Railway station in Kitakyushu, Japan

Oku-Dōkai Station (奥洞海駅, Okudōkai-eki) is a railway station on the Kyūshū Railway Company (JR Kyūshū) Chikuhō Main Line (also known as the Wakamatsu Line) in Wakamatsu-ku, Kitakyushu, Fukuoka Prefecture, Japan.

== Station layout ==

| 1 | ■ Wakamatsu Line (Chikuhō Main Line) | for Wakamatsu |
| 2 | ■ Wakamatsu Line (Chikuhō Main Line) | for Orio, Nakama, and Nōgata |

==History==
Japanese National Railways (JNR) opened the station on 6 November 1953 as an additional temporary stop on the existing Chikuho Main Line track. On 1 November 1962, it was upgraded to a full station. With the privatization of JNR on 1 April 1987, control of the station passed to JR Kyushu.

On 4 March 2017, Oku-Dōkai, along with several other stations on the line, became a "Smart Support Station". Under this scheme, although the station is unstaffed, passengers using the automatic ticket vending machines or ticket gates can receive assistance via intercom from staff at a central support centre which is located at .

Dataset content —
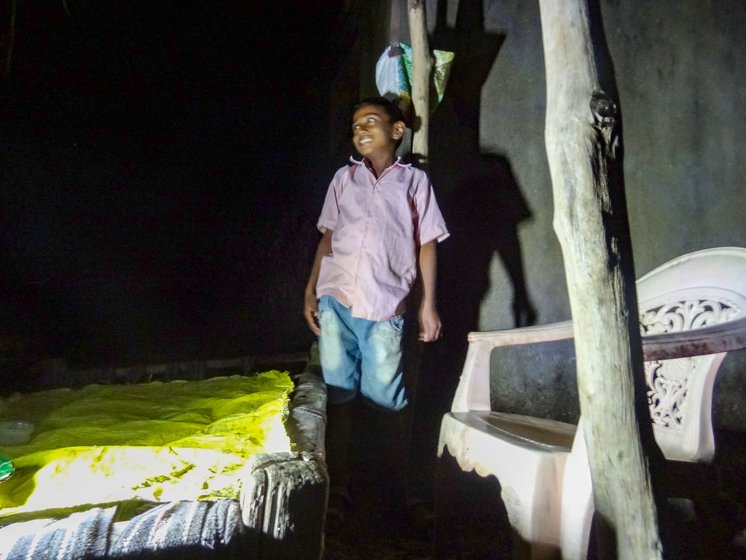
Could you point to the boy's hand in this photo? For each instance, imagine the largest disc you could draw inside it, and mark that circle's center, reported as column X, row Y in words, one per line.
column 429, row 323
column 311, row 311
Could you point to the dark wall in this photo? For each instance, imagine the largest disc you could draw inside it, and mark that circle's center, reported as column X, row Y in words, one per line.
column 162, row 166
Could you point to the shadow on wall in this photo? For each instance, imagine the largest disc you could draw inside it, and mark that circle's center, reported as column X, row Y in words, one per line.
column 483, row 206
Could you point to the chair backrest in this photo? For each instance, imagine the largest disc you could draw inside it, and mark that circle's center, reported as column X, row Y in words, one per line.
column 693, row 291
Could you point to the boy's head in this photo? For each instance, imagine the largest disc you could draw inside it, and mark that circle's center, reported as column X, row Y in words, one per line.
column 377, row 126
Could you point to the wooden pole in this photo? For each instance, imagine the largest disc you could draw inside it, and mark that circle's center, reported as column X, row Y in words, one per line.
column 421, row 66
column 7, row 36
column 580, row 142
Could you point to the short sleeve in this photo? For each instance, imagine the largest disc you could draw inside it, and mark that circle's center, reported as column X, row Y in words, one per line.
column 432, row 226
column 330, row 209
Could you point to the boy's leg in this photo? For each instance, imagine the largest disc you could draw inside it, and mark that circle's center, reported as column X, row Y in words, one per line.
column 339, row 359
column 382, row 383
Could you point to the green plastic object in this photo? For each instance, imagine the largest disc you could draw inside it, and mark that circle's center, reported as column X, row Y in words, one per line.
column 6, row 468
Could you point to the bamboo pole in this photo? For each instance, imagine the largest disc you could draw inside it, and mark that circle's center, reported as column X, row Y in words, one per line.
column 579, row 135
column 421, row 66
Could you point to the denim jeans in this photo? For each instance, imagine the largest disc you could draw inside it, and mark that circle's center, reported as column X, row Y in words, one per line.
column 358, row 355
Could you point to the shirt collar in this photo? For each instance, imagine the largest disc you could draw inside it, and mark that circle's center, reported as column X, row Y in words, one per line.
column 398, row 162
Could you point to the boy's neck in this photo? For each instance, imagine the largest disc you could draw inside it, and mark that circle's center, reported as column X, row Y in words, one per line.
column 379, row 164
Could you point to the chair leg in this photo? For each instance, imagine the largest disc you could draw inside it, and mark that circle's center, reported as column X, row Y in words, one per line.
column 470, row 518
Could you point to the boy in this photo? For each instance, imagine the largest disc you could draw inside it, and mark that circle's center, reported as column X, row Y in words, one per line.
column 380, row 224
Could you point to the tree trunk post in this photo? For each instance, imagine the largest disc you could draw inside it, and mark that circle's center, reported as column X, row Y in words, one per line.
column 580, row 144
column 421, row 66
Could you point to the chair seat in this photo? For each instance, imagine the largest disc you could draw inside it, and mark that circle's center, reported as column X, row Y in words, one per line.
column 531, row 479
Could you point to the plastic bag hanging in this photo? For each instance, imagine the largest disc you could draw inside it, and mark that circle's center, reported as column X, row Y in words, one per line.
column 394, row 73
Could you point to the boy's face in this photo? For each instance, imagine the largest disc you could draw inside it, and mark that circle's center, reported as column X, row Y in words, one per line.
column 373, row 133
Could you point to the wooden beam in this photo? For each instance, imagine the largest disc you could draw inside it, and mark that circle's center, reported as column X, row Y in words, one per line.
column 580, row 141
column 421, row 67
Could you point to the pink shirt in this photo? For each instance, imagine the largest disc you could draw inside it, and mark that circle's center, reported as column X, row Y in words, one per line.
column 379, row 225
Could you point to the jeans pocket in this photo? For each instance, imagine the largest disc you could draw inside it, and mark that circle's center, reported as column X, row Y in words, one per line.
column 392, row 328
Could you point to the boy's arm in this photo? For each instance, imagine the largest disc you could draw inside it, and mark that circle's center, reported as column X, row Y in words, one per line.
column 310, row 307
column 428, row 314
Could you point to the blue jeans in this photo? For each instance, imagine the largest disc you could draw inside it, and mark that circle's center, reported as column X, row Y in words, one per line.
column 361, row 355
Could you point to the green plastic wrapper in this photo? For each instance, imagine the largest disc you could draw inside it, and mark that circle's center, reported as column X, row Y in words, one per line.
column 178, row 440
column 6, row 468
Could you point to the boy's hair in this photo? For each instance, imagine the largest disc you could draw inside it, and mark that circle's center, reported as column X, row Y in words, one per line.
column 392, row 109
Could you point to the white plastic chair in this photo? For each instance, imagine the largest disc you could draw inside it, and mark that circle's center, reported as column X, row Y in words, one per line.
column 692, row 311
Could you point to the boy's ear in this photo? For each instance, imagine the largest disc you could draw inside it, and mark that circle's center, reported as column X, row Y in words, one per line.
column 399, row 128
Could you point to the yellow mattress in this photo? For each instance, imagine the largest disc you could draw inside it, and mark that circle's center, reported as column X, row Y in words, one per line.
column 178, row 440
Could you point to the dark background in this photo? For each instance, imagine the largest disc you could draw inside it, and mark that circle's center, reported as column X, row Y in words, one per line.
column 163, row 165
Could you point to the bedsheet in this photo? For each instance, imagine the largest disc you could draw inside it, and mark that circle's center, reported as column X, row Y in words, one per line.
column 159, row 441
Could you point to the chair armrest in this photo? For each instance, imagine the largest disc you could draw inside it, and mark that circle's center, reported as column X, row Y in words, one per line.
column 473, row 391
column 722, row 337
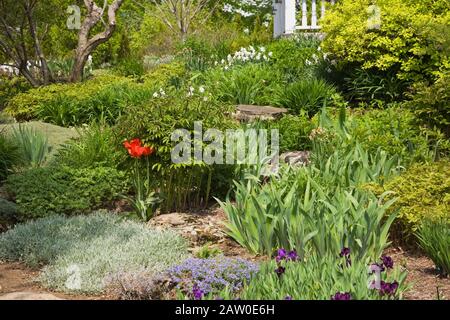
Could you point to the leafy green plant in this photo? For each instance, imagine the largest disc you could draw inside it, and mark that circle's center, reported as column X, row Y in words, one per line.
column 431, row 104
column 62, row 190
column 324, row 278
column 9, row 87
column 422, row 194
column 180, row 184
column 9, row 155
column 434, row 239
column 321, row 203
column 103, row 97
column 8, row 213
column 294, row 131
column 95, row 246
column 370, row 86
column 33, row 146
column 145, row 200
column 309, row 95
column 208, row 251
column 306, row 217
column 290, row 56
column 417, row 52
column 95, row 145
column 247, row 84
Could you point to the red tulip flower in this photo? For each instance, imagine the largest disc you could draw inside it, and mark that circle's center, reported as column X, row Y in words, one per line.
column 136, row 149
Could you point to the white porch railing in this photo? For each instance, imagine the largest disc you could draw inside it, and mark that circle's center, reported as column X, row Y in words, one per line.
column 285, row 15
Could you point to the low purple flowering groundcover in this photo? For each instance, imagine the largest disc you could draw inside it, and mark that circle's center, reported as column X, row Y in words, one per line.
column 203, row 276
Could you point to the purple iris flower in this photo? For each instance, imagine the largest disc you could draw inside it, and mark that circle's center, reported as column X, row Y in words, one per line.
column 280, row 270
column 388, row 262
column 292, row 255
column 345, row 252
column 197, row 292
column 377, row 267
column 341, row 296
column 387, row 288
column 281, row 254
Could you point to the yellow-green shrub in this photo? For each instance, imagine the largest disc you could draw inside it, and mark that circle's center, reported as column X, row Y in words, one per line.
column 423, row 193
column 412, row 37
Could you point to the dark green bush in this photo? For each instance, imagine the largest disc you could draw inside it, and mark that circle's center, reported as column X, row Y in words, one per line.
column 431, row 104
column 395, row 130
column 180, row 185
column 130, row 67
column 95, row 146
column 289, row 56
column 423, row 193
column 294, row 132
column 62, row 190
column 9, row 156
column 8, row 213
column 11, row 87
column 247, row 84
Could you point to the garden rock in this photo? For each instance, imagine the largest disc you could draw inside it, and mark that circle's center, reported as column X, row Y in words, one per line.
column 296, row 158
column 197, row 228
column 248, row 113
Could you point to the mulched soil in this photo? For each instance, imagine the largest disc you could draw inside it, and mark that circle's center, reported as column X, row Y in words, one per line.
column 207, row 227
column 426, row 282
column 15, row 277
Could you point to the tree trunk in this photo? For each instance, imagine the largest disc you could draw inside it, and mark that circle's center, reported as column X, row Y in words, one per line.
column 85, row 44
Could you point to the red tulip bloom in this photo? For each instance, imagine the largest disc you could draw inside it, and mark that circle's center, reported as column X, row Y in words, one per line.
column 136, row 149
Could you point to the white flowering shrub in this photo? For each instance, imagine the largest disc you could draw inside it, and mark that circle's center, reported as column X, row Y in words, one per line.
column 245, row 55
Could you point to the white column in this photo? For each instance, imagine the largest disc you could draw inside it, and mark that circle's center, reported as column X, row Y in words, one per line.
column 304, row 14
column 313, row 14
column 278, row 23
column 322, row 9
column 290, row 20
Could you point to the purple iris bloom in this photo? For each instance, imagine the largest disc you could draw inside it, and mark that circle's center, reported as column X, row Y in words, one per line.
column 387, row 288
column 345, row 252
column 280, row 270
column 388, row 262
column 292, row 255
column 341, row 296
column 377, row 267
column 197, row 292
column 281, row 254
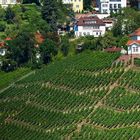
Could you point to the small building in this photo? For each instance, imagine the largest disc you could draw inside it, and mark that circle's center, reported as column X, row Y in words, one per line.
column 89, row 25
column 2, row 49
column 134, row 43
column 133, row 47
column 5, row 3
column 108, row 6
column 115, row 49
column 77, row 5
column 135, row 35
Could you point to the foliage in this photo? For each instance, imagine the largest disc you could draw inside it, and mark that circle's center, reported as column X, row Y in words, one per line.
column 126, row 22
column 87, row 4
column 65, row 44
column 79, row 89
column 48, row 49
column 21, row 49
column 9, row 15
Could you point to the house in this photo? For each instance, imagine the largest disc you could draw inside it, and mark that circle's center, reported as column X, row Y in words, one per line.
column 133, row 47
column 2, row 49
column 134, row 43
column 5, row 3
column 89, row 25
column 115, row 49
column 108, row 23
column 77, row 5
column 108, row 6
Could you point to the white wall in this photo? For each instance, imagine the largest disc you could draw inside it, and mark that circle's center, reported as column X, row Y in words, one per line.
column 5, row 3
column 131, row 49
column 2, row 52
column 101, row 16
column 114, row 4
column 135, row 37
column 82, row 31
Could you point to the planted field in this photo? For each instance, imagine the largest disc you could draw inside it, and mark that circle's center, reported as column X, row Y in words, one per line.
column 82, row 97
column 8, row 78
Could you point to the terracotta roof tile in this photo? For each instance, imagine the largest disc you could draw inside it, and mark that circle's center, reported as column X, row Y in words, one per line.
column 136, row 33
column 90, row 21
column 130, row 42
column 113, row 49
column 39, row 38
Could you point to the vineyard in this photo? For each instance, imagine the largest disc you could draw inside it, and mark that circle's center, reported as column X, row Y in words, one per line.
column 84, row 97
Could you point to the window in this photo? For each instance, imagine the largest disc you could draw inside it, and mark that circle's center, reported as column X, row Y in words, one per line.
column 119, row 5
column 135, row 49
column 104, row 5
column 115, row 6
column 77, row 6
column 4, row 1
column 110, row 6
column 80, row 33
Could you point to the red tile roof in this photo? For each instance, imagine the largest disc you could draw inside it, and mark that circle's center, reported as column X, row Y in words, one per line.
column 136, row 33
column 113, row 49
column 2, row 44
column 8, row 38
column 90, row 21
column 39, row 38
column 130, row 42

Assignment — Reproduce the part of the Oku-Dōkai Station text that starts with "Oku-Dōkai Station (奥洞海駅, Okudōkai-eki)" and goes on through "to JR Kyushu.".

Answer section —
Oku-Dōkai Station (奥洞海駅, Okudōkai-eki) is a railway station on the Kyūshū Railway Company (JR Kyūshū) Chikuhō Main Line (also known as the Wakamatsu Line) in Wakamatsu-ku, Kitakyushu, Fukuoka Prefecture, Japan.

== Station layout ==

| 1 | ■ Wakamatsu Line (Chikuhō Main Line) | for Wakamatsu |
| 2 | ■ Wakamatsu Line (Chikuhō Main Line) | for Orio, Nakama, and Nōgata |

==History==
Japanese National Railways (JNR) opened the station on 6 November 1953 as an additional temporary stop on the existing Chikuho Main Line track. On 1 November 1962, it was upgraded to a full station. With the privatization of JNR on 1 April 1987, control of the station passed to JR Kyushu.